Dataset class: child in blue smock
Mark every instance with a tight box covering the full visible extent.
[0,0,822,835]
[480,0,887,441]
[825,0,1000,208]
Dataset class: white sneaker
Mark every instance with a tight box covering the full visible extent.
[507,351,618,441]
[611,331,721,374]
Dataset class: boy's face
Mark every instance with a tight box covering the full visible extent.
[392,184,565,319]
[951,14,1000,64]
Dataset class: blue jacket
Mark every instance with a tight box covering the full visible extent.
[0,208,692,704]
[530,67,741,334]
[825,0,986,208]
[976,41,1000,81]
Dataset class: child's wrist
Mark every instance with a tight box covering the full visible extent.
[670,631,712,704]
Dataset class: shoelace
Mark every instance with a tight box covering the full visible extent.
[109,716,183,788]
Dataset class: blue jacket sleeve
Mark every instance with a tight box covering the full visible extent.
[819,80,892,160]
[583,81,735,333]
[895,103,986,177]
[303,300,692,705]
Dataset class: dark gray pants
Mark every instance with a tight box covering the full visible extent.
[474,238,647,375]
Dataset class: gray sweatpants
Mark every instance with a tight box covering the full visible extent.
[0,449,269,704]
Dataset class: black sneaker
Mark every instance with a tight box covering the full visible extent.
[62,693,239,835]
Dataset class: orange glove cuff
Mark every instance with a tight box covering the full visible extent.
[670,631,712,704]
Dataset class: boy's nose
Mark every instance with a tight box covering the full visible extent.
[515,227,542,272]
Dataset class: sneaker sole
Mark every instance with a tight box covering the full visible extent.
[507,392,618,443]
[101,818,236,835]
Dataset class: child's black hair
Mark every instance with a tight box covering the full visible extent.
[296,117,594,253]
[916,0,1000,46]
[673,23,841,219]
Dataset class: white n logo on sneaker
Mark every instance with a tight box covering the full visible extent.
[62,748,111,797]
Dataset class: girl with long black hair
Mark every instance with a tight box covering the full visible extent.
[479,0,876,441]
============
- [Task brief]
Copy the records word for word from their first line through the line that contains "[951,14,1000,64]", including both. Reproduce nothing after that line.

- [Task solution]
Dataset class: child in blue smock
Mark every instance with a tight box covering the full visible extent.
[0,0,822,835]
[480,0,887,441]
[825,0,1000,208]
Dataset class: white sneaker
Mark every instance with a tight box covering the full visible extent.
[507,351,618,441]
[611,331,721,374]
Dataset class: boy's face
Mark every instance with a tight box covering the full visible extent.
[392,184,565,319]
[951,14,1000,64]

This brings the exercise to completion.